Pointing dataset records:
+===+
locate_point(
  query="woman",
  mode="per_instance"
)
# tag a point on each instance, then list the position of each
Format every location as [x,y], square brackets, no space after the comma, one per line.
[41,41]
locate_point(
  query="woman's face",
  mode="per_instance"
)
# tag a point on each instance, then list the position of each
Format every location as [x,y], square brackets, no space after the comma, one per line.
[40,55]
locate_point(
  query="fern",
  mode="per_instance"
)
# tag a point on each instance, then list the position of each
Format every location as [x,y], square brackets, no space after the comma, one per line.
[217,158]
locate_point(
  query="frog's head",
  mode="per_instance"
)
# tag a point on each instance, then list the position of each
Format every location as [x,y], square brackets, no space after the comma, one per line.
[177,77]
+===+
▸ Required work: Reproduce the entire listing word for word.

▸ Exercise result:
locate_point(
  query="woman",
  mode="per_instance"
)
# tag a point on each instance, then list the position of each
Format every location as [x,y], square brackets, no space after the comma, one per line.
[41,41]
locate_point(
  query="woman's face",
  mode="per_instance"
)
# tag a point on each instance, then list the position of each
Format every location as [x,y], square brackets, no space after the comma, one per line.
[40,55]
locate_point(
  query="fern",
  mode="per_instance"
)
# tag a point on each instance, then list the position of each
Format every location as [x,y], square brackets, no space after the comma, one per line.
[217,158]
locate_point(
  query="frog's head",
  mode="per_instance"
)
# tag a point on each instance, then list the position of each
Format every location as [x,y], square brackets, no space after the comma, one per line.
[177,77]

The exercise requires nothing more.